** TEXT SEGMENT follows **
It also wasn’t long before I heard about it from other teachers. “What are you doing in your class, Mr. Sab? Kids are telling us they want us to let them have 30 seconds of silence before we start math or science.” But while it didn’t catch on in other classes, it stuck with my own classes for several years. Sometimes, we would use the time after our 30 seconds to talk about an issue that was happening in the school, like when a fellow student had passed away suddenly, a social issue in the news, or way to calm down and focus before a performance. It came to represent a safe harbor where my students could talk about things that were meaningful to them. And just as importantly, I was learning about them as people. They were not just my students, they were each an individual person who needed attention and nurturing. It was a beautiful thing. Over time, the teacher-student relationship in my classes became so much more enriched.
This seemingly simple exercise also started to serve as the gateway to helping my students become more present in their work in my class, and with luck, in their lives. Sometimes we even experimented with some “guided meditation” during the 30 to sometimes 60 seconds (or more) of silence. These then became the catalyst to discussions about the text of music, or extended questioning about the music itself.
“Music is born out of silence.”
When I began to listen and hear the types of responses I was receiving from my students, I was amazed! The insights, creativity and even wisdom with which some of these 9-12th grade students spoke were astonishing. We discussed poetry, philosophy, religion, tolerance, and history. The discussions were always carefully guided so as to avoid eating up too much class time, and from becoming an unintended therapy session. There was always a purposeful and clear objective in my mind before asking any question in the class. I would think through the question to many possible answers, trying to get into their heads to construct an arena for thoughtful discussion with a safety net and the ability to redirect when necessary. This practice then led to my including a small composition notebook in every student’s choir folder. At least once a week, I gave the students time to write a reflection on a writing prompt I provided. It was a timed exercise so it would fit into my lesson plan. Students could take their journals with them if they wanted to write more, but always with the intent of returning and keeping their journals in the choir folder.
People First, Students Second
Over time, I made it a point to “tell” my students that I was most interested in them as people first, and students second. I cared deeply about them all as individuals. “People first, students second.” I believe this logic helped me become a more effective teacher simply because how we treat each other as human beings can have a profound effect on the quality of our relationships with each other. If I really wanted my students to listen to me, I believe that it was most important that I listen to them as well, and in turn, that they listen to each other.
** End of TEXT SEGMENT **
** EXTRACTED RECORDS follows **
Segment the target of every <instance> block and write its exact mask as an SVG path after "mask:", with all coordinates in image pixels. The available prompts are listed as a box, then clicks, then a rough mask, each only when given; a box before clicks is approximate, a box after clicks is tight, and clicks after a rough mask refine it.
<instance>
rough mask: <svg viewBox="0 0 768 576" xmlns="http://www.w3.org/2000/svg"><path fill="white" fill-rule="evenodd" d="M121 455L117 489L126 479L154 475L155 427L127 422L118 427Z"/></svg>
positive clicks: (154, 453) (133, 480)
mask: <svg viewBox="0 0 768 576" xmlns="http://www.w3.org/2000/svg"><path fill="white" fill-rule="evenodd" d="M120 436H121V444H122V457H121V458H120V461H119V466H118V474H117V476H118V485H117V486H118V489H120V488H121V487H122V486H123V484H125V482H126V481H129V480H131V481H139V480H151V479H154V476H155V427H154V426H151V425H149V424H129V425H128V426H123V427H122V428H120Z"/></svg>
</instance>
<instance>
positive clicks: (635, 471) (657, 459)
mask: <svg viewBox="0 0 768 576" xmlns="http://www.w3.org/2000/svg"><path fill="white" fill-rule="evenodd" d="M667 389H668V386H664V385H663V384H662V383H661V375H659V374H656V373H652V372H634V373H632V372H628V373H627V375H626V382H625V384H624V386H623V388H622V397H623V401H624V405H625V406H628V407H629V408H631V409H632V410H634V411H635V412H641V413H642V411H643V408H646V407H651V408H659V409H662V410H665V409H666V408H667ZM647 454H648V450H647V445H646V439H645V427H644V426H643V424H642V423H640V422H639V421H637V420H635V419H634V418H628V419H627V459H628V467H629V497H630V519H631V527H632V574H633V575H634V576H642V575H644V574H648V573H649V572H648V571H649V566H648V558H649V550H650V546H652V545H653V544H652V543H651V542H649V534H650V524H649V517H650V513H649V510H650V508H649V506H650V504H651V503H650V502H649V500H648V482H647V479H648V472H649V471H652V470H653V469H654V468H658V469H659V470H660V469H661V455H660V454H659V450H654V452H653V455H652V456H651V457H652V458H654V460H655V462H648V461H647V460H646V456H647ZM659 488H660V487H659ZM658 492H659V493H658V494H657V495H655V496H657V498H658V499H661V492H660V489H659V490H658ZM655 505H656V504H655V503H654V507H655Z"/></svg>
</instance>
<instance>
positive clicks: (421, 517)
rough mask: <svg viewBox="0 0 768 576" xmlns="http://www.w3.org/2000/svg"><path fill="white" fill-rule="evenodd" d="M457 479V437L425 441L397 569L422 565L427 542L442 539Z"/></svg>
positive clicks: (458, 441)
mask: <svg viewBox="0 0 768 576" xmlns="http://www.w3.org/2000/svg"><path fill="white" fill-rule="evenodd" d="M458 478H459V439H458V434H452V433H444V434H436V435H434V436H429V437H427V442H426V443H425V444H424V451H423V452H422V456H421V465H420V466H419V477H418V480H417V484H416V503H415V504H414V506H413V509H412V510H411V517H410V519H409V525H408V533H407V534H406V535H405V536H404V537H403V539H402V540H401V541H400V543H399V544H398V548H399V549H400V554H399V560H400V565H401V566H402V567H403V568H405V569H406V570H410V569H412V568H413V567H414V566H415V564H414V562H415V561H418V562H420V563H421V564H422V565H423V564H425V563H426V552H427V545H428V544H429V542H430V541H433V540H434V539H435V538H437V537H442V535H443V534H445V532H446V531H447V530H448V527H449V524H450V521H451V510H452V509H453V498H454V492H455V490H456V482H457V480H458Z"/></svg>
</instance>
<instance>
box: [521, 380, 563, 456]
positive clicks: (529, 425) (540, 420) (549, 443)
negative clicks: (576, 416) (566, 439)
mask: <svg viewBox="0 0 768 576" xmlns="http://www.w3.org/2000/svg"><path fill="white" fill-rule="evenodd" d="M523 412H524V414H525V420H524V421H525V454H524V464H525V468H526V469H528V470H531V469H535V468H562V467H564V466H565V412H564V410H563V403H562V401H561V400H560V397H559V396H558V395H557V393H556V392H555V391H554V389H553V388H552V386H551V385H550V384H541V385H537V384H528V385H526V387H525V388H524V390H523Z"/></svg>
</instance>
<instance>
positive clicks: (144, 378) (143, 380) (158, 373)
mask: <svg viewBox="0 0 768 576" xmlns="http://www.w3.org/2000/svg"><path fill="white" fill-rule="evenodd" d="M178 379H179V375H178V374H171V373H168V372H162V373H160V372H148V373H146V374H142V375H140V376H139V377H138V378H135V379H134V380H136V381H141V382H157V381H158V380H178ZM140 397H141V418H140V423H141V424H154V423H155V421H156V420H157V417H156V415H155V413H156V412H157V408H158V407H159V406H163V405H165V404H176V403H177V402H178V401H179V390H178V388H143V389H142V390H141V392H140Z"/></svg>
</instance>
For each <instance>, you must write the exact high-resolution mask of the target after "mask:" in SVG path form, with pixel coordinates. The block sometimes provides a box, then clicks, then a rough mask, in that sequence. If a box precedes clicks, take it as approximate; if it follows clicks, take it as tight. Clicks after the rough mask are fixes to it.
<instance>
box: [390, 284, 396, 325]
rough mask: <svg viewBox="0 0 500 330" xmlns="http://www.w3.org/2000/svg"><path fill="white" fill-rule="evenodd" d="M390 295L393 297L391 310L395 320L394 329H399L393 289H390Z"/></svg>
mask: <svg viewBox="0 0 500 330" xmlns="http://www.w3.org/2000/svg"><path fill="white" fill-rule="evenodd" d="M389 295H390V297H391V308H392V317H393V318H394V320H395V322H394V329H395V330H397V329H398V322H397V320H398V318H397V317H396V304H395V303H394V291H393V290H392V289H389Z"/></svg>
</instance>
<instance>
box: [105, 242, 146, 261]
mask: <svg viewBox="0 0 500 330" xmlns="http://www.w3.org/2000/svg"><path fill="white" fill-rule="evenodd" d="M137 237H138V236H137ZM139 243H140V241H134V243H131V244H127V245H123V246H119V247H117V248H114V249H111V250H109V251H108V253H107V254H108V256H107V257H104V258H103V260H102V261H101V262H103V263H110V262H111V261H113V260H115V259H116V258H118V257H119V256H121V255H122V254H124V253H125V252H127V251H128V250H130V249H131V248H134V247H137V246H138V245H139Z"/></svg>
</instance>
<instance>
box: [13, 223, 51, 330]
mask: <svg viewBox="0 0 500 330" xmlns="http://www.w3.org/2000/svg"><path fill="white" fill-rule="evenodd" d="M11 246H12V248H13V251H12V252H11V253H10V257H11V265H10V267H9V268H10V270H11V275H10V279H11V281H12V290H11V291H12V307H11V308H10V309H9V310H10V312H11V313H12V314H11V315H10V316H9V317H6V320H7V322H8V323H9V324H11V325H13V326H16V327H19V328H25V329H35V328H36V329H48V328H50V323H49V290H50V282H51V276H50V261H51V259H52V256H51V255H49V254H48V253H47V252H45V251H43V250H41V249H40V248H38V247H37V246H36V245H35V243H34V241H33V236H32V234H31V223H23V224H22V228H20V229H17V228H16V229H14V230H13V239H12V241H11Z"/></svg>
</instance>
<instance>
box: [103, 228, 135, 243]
** End of EXTRACTED RECORDS **
** EXTRACTED RECORDS follows **
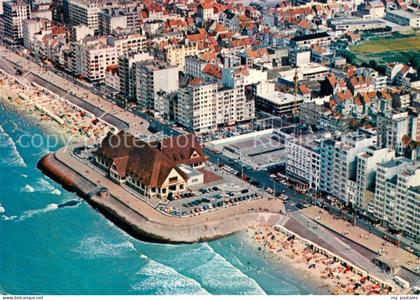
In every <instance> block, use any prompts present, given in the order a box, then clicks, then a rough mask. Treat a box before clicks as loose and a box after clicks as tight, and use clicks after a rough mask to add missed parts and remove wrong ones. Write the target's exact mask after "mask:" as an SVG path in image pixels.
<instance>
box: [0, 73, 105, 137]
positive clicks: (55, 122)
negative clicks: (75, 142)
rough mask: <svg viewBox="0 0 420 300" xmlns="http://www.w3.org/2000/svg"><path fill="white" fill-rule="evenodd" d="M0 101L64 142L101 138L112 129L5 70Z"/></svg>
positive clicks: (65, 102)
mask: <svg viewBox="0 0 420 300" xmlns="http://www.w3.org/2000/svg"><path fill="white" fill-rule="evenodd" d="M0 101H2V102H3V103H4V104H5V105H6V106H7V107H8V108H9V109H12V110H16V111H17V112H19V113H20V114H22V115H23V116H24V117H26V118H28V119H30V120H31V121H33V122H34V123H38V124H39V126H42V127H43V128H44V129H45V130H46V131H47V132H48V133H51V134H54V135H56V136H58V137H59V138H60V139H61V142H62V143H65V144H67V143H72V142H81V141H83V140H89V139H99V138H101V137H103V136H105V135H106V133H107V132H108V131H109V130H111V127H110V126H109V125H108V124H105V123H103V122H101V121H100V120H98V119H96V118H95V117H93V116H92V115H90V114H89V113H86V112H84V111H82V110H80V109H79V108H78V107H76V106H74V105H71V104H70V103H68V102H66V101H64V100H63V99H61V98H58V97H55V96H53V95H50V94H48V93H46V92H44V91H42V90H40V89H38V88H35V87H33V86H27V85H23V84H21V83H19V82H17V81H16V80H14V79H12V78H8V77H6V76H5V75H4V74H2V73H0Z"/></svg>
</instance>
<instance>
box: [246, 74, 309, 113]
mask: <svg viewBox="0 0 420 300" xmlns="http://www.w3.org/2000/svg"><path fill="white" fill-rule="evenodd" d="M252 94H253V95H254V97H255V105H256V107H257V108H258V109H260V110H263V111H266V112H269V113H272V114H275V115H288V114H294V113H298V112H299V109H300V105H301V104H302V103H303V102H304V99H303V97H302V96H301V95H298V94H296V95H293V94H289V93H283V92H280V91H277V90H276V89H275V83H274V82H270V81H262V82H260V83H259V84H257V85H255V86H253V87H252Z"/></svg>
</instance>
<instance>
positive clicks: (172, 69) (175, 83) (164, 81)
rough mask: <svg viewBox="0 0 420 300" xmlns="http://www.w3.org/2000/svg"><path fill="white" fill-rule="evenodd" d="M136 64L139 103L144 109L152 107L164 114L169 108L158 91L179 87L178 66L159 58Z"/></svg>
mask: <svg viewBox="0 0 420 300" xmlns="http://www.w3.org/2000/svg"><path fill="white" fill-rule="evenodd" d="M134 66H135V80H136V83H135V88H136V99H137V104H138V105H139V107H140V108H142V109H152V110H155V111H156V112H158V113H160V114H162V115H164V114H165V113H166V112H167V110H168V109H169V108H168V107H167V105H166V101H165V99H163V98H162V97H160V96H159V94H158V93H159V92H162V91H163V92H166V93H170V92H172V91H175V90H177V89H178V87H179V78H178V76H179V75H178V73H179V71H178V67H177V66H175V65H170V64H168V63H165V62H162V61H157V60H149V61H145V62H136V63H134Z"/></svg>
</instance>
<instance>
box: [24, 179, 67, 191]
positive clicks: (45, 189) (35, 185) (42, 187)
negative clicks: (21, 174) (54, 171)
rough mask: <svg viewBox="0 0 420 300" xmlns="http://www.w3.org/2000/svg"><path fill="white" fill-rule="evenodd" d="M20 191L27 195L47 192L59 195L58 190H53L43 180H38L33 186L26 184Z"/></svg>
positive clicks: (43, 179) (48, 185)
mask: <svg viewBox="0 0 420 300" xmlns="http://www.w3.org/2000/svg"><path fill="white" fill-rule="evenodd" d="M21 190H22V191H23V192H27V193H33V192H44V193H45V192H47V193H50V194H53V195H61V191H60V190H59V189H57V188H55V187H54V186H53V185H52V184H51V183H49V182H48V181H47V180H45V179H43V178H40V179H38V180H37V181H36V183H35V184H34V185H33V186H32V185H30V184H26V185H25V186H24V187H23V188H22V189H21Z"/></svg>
** End of EXTRACTED RECORDS **
* EXERCISE BRIEF
From the text about the classroom silence exercise, list every subject named in the sentence that begins "We discussed".

* EXERCISE RESPONSE
poetry, philosophy, religion, tolerance, history